=== Task prompt ===
Nothing but text lines should be duplicated: start with the first line of the listing below and stop after the line holding "Where can the dog's open", omitting pictures.

=== Extracted information ===
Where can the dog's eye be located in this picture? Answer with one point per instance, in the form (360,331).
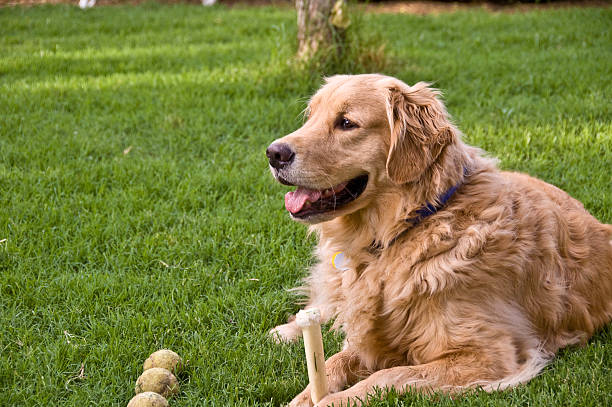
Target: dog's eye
(345,124)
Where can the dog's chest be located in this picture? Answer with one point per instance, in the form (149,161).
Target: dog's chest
(376,305)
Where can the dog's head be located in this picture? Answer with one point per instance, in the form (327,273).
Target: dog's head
(363,134)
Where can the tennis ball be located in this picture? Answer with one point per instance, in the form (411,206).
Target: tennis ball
(148,399)
(166,359)
(158,380)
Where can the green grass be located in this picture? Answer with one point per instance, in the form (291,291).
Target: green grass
(183,242)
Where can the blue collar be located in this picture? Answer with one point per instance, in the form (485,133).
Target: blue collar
(425,211)
(429,209)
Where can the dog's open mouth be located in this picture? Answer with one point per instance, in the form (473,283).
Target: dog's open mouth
(305,202)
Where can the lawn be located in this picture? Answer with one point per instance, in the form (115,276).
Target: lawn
(137,210)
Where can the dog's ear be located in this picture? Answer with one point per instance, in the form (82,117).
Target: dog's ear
(420,129)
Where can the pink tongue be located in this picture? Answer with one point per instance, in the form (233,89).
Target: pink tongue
(295,200)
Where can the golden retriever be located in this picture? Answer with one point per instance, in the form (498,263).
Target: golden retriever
(455,274)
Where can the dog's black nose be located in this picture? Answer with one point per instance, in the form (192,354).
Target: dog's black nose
(280,155)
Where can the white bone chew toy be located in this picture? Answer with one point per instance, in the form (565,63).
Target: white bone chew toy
(310,322)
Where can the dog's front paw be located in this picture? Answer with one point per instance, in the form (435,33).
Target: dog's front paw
(285,333)
(302,400)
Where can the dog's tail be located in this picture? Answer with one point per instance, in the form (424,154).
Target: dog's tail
(537,361)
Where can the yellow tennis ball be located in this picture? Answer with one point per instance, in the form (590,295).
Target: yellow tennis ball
(157,380)
(148,399)
(164,358)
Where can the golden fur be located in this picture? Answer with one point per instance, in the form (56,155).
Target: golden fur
(482,293)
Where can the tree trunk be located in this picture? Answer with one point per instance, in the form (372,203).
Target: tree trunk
(315,30)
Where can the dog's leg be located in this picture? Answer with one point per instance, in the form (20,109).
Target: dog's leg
(342,369)
(450,374)
(286,333)
(290,332)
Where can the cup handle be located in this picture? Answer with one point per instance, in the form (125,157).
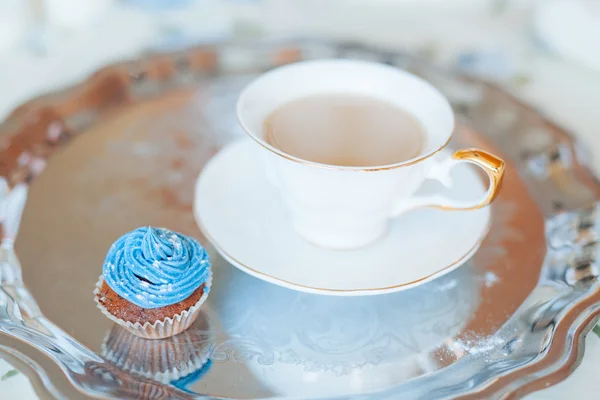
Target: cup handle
(440,171)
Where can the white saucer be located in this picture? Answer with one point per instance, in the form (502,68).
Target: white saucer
(245,219)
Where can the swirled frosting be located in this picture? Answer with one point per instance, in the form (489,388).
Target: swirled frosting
(155,267)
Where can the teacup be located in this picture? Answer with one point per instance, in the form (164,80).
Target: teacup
(346,207)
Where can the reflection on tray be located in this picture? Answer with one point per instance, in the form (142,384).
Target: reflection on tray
(307,345)
(176,359)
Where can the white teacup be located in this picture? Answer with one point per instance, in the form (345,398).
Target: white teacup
(348,207)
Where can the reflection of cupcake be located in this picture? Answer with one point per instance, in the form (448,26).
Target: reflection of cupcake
(163,360)
(153,282)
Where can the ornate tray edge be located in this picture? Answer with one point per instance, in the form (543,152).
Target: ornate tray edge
(39,127)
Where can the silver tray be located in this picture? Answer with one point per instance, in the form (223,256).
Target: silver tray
(510,321)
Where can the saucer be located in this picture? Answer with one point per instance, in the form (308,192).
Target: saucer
(246,220)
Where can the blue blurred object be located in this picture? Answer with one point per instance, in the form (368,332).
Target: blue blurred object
(186,381)
(486,64)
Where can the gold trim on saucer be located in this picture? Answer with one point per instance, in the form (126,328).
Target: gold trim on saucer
(237,263)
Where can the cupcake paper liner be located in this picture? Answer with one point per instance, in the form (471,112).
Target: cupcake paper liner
(162,360)
(168,327)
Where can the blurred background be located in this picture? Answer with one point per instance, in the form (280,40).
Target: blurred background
(545,51)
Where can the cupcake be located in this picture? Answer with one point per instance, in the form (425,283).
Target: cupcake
(153,282)
(163,360)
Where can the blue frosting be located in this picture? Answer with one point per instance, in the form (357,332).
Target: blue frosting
(155,267)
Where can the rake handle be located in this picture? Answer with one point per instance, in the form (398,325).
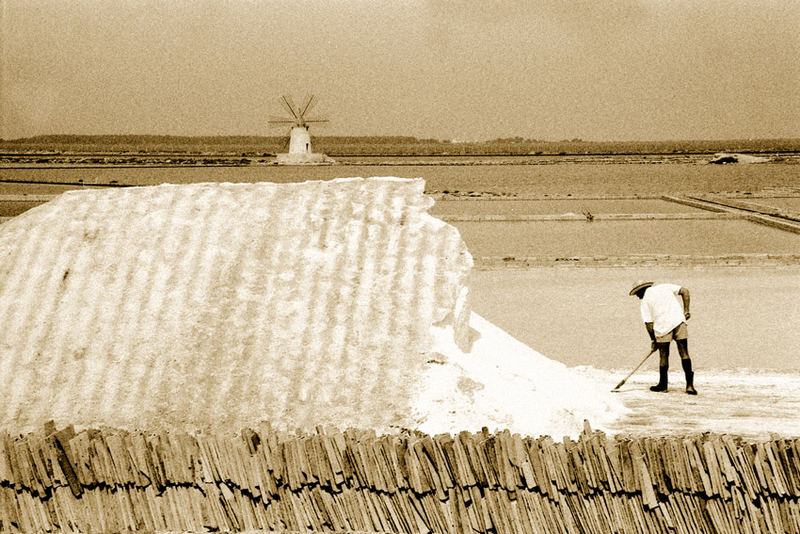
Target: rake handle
(635,369)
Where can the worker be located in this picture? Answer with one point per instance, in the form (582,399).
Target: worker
(665,310)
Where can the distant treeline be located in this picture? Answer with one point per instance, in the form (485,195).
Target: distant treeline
(383,145)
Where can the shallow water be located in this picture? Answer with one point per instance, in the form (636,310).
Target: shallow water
(557,207)
(576,179)
(742,317)
(619,238)
(748,402)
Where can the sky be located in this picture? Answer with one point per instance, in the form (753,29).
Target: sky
(600,70)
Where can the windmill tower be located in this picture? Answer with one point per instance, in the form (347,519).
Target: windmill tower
(299,139)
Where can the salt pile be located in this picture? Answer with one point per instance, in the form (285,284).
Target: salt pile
(222,305)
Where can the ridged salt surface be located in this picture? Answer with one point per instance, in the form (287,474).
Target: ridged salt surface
(222,305)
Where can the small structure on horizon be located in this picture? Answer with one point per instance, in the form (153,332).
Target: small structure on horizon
(299,141)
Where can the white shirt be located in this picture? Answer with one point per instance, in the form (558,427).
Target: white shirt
(663,307)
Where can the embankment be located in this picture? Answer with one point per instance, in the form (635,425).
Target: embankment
(113,480)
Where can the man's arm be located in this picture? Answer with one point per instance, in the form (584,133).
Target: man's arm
(652,334)
(684,293)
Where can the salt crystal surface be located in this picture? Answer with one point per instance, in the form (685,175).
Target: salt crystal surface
(221,305)
(501,383)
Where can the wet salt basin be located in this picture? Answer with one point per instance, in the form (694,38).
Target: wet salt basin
(617,238)
(743,335)
(742,338)
(557,206)
(752,403)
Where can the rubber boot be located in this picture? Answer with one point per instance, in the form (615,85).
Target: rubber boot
(662,379)
(687,370)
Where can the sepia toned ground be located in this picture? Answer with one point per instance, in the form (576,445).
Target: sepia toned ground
(557,280)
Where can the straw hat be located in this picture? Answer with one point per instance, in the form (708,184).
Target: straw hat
(640,284)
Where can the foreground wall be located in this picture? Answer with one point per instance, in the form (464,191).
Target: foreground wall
(112,480)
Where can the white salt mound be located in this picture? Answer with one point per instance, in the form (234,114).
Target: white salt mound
(222,305)
(504,384)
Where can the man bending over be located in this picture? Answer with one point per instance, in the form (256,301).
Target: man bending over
(665,310)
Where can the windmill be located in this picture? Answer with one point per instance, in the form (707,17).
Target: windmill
(299,139)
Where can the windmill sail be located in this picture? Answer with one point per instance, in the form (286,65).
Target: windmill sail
(299,139)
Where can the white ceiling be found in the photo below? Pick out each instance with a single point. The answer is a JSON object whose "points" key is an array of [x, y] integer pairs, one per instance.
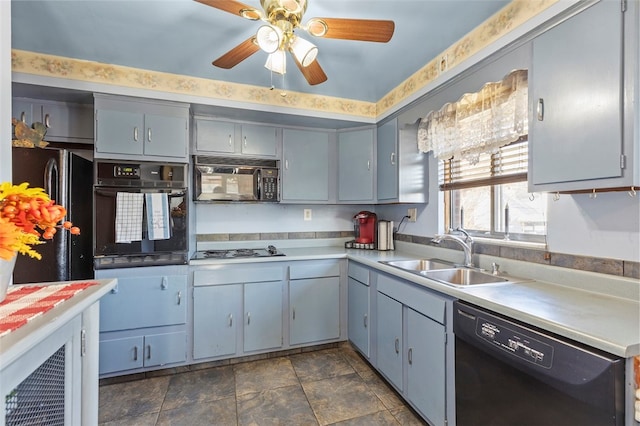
{"points": [[183, 37]]}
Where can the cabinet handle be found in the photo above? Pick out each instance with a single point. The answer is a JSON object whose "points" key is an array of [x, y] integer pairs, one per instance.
{"points": [[540, 109]]}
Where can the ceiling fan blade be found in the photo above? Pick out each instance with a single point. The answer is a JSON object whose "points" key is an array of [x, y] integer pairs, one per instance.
{"points": [[312, 72], [234, 7], [352, 29], [237, 54]]}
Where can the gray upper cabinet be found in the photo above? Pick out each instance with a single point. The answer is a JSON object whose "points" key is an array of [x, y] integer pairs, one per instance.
{"points": [[356, 166], [401, 169], [130, 128], [577, 102], [225, 137], [66, 122], [305, 166]]}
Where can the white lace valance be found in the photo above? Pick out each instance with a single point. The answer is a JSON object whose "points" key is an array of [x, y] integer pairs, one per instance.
{"points": [[479, 122]]}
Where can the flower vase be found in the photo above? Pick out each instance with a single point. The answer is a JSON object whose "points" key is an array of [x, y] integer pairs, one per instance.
{"points": [[6, 273]]}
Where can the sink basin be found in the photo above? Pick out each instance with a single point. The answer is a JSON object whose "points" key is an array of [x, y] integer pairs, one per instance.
{"points": [[464, 277], [419, 265]]}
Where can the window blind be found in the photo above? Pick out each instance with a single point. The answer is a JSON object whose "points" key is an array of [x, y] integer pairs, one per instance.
{"points": [[509, 164]]}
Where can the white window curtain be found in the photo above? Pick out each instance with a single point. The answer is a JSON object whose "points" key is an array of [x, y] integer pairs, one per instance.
{"points": [[480, 122]]}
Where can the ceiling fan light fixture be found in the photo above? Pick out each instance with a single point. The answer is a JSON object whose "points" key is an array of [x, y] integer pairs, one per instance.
{"points": [[269, 38], [277, 62], [304, 51]]}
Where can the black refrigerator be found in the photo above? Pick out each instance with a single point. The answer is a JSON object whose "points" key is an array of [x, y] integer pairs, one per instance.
{"points": [[67, 177]]}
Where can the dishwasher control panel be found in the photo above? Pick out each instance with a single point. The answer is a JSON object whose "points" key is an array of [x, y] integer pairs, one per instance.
{"points": [[515, 343]]}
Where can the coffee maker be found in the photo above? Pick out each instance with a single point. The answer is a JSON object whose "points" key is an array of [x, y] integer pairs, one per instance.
{"points": [[364, 226]]}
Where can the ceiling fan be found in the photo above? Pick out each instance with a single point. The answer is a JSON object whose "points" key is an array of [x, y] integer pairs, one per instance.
{"points": [[277, 36]]}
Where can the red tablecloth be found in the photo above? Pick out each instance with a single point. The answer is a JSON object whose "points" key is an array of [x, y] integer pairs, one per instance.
{"points": [[24, 303]]}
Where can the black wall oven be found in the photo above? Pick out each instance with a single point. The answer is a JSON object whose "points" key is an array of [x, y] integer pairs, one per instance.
{"points": [[508, 373], [113, 184]]}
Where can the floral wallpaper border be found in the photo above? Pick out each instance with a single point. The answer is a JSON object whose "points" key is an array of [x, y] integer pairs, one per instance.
{"points": [[511, 16]]}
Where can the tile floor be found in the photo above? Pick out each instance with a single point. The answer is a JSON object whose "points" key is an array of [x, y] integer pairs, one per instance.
{"points": [[323, 387]]}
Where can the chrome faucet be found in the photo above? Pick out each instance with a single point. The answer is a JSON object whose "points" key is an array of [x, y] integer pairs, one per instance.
{"points": [[466, 243]]}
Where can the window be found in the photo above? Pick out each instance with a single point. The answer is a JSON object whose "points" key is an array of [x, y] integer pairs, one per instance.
{"points": [[481, 197]]}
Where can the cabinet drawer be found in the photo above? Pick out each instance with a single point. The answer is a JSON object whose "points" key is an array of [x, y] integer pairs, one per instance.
{"points": [[236, 275], [314, 270], [359, 273], [411, 295], [144, 302]]}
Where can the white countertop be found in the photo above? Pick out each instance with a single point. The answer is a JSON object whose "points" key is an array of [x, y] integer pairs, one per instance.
{"points": [[599, 310]]}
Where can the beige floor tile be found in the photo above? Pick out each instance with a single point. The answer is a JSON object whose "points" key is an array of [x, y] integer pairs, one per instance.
{"points": [[281, 406], [200, 386], [320, 365], [266, 374], [221, 412], [132, 399], [341, 398]]}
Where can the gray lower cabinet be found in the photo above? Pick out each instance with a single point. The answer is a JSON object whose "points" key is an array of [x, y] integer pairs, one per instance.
{"points": [[131, 128], [356, 166], [359, 310], [305, 166], [314, 302], [237, 310], [411, 344], [143, 319]]}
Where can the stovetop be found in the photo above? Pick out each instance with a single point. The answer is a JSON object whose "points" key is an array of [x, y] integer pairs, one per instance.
{"points": [[238, 253]]}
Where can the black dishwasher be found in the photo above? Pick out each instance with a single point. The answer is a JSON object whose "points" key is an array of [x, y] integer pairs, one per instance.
{"points": [[509, 373]]}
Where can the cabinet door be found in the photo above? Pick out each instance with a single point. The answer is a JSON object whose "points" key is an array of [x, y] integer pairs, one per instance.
{"points": [[314, 310], [305, 169], [119, 132], [216, 312], [389, 346], [387, 161], [359, 309], [165, 136], [215, 136], [355, 165], [575, 96], [139, 302], [259, 140], [121, 354], [426, 366], [262, 316], [165, 348]]}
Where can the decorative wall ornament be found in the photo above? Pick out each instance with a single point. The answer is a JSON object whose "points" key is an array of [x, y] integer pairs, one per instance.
{"points": [[480, 122]]}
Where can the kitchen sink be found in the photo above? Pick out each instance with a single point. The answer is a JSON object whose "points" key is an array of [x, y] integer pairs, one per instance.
{"points": [[419, 265]]}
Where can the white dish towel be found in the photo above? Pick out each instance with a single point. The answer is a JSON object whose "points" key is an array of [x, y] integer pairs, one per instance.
{"points": [[128, 217], [158, 216]]}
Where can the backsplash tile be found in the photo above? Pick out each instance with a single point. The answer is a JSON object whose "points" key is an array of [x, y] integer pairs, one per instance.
{"points": [[624, 268]]}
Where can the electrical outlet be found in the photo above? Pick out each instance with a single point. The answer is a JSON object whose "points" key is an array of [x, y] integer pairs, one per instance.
{"points": [[413, 214]]}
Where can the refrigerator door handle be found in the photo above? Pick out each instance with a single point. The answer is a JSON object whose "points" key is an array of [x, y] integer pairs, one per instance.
{"points": [[51, 176]]}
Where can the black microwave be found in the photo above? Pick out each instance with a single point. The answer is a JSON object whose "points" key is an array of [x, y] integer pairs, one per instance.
{"points": [[235, 179]]}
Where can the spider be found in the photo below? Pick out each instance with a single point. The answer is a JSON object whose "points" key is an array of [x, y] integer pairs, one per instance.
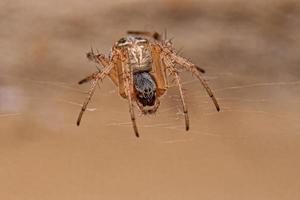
{"points": [[139, 65]]}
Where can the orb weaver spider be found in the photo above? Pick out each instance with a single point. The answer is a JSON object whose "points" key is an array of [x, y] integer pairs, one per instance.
{"points": [[139, 65]]}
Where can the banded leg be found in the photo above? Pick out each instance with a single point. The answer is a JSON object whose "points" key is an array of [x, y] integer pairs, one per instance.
{"points": [[99, 76], [185, 111], [128, 82], [194, 69], [101, 60], [174, 72]]}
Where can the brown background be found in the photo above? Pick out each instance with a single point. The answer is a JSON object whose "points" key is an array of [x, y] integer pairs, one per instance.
{"points": [[250, 150]]}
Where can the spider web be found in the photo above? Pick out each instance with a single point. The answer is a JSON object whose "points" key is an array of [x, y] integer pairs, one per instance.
{"points": [[248, 150]]}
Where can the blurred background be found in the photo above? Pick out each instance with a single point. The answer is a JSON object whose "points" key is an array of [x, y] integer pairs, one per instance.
{"points": [[250, 150]]}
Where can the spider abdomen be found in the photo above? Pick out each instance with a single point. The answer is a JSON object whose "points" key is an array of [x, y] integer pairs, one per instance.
{"points": [[145, 87]]}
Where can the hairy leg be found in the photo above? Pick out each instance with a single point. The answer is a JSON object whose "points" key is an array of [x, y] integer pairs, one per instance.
{"points": [[98, 76], [172, 57]]}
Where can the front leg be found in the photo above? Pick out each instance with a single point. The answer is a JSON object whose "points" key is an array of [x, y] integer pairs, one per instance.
{"points": [[172, 57], [100, 59]]}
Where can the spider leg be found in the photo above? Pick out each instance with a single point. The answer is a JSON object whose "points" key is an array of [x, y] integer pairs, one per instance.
{"points": [[89, 78], [98, 76], [100, 60], [185, 111], [174, 72], [195, 70], [128, 82]]}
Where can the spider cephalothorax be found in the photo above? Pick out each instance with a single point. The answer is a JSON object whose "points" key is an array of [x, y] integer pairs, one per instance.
{"points": [[139, 67]]}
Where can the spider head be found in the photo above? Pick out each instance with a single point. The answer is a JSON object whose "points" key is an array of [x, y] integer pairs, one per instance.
{"points": [[130, 41]]}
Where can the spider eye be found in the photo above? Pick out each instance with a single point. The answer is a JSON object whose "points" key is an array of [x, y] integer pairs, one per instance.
{"points": [[141, 40], [122, 41]]}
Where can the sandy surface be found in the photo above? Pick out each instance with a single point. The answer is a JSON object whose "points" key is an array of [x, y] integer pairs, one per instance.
{"points": [[250, 150]]}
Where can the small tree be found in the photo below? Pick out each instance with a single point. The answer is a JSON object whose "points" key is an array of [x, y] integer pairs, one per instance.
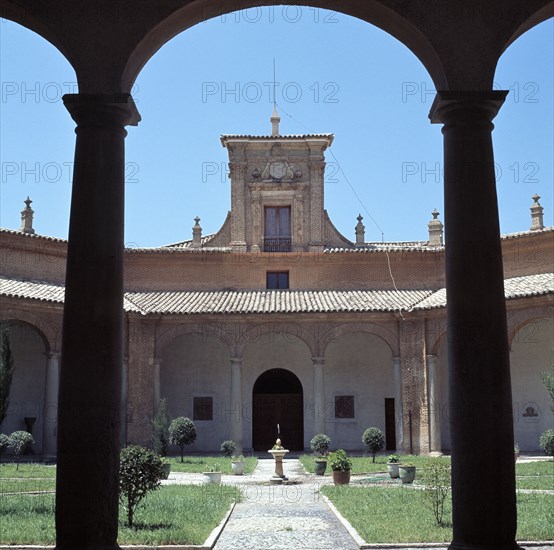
{"points": [[160, 429], [4, 444], [140, 471], [19, 443], [6, 371], [374, 441], [320, 443], [547, 442], [228, 448], [548, 381], [436, 480], [182, 431]]}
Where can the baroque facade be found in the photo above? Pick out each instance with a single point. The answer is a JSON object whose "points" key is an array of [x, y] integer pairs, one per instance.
{"points": [[278, 319]]}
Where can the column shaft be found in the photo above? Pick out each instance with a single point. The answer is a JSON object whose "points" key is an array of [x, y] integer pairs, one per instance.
{"points": [[434, 405], [92, 343], [235, 416], [319, 395], [398, 409], [157, 384], [124, 400], [483, 471], [50, 414]]}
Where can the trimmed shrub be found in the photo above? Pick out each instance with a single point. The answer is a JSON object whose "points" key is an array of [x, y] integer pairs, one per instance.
{"points": [[182, 431], [140, 471], [19, 443], [320, 443], [4, 443], [374, 441], [547, 442], [160, 429], [228, 448]]}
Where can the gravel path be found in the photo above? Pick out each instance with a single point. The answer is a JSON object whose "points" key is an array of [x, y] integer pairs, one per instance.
{"points": [[280, 517]]}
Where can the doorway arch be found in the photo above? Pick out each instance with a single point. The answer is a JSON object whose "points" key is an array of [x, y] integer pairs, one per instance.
{"points": [[277, 399]]}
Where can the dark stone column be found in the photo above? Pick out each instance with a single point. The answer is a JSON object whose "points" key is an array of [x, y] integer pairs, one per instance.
{"points": [[92, 342], [483, 471]]}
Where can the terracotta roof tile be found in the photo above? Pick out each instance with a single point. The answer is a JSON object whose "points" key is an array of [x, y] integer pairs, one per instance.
{"points": [[276, 301]]}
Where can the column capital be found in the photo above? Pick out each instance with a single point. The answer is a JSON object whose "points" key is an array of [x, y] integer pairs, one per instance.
{"points": [[102, 109], [452, 105]]}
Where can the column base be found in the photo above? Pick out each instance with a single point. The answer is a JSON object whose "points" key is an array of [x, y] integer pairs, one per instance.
{"points": [[464, 546]]}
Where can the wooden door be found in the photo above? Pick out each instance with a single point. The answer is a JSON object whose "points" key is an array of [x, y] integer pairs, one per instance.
{"points": [[272, 409]]}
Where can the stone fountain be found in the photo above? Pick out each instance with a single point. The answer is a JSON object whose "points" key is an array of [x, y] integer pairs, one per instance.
{"points": [[278, 452]]}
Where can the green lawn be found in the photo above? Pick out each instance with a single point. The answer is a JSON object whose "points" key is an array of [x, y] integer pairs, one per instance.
{"points": [[535, 475], [398, 514], [27, 470], [365, 464], [199, 464], [175, 514]]}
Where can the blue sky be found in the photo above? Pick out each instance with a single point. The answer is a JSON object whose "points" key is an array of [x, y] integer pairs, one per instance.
{"points": [[215, 78]]}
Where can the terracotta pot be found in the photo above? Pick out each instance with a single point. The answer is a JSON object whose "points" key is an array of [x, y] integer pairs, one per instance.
{"points": [[212, 477], [392, 469], [319, 467], [341, 477], [407, 473], [238, 467]]}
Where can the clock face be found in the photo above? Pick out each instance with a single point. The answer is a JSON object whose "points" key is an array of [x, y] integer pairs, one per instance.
{"points": [[278, 170]]}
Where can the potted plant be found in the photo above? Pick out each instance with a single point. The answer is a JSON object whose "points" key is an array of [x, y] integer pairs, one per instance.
{"points": [[237, 465], [166, 465], [213, 474], [320, 443], [392, 466], [228, 448], [341, 466], [406, 473]]}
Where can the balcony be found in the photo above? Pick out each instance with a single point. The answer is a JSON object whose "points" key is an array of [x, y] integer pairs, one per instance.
{"points": [[277, 244]]}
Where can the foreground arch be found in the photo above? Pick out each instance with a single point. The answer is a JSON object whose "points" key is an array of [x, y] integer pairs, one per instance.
{"points": [[119, 40]]}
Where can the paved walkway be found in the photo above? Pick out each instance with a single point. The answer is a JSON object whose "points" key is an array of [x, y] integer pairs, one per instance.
{"points": [[291, 517], [280, 517]]}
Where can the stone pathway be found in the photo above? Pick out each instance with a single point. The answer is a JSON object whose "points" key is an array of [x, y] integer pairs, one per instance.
{"points": [[280, 517], [291, 517]]}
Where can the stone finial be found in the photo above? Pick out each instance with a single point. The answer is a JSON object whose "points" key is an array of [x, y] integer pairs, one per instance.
{"points": [[27, 217], [435, 229], [360, 231], [196, 234], [275, 119], [536, 214]]}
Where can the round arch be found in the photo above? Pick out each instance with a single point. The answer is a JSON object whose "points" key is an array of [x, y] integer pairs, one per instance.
{"points": [[49, 332], [277, 409], [372, 11]]}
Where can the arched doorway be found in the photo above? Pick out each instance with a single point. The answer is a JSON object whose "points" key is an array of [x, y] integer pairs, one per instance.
{"points": [[277, 398]]}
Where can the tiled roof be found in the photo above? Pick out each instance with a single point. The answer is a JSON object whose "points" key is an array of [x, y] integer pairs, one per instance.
{"points": [[277, 301], [46, 292], [506, 236], [32, 235], [285, 136], [517, 287], [32, 289], [388, 247]]}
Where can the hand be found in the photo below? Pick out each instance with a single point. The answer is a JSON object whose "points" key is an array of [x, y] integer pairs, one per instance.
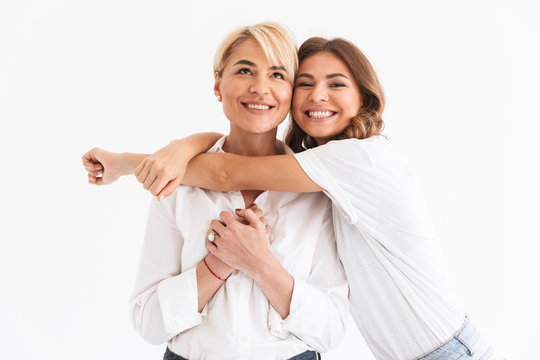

=== Response to this task ===
Where can the dog's eye be located in this picture? Answer with one point per instance, in the form (360,331).
Target: dog's eye
(345,124)
Where can the dog's chest be located in this picture? Answer with one point per instance, in the form (149,161).
Target: dog's chest
(376,305)
Where can the dog's head be located in this picture? Answer with one point per instance, in the form (327,273).
Target: dog's head
(363,134)
Where can the tennis ball be located in this picture? Answer with one point per instance, in the form (411,206).
Target: tennis ball
(148,399)
(166,359)
(158,380)
Where can the green grass be located in this picture? Answer with one point per instance, in the form (291,291).
Target: green grass
(183,242)
Where can the blue collar be located in this picture? Answer with one point per instance, in the form (485,133).
Target: blue collar
(425,211)
(429,209)
Where can the dog's open mouth be located in this picture? Answer with one point per instance, in the form (473,283).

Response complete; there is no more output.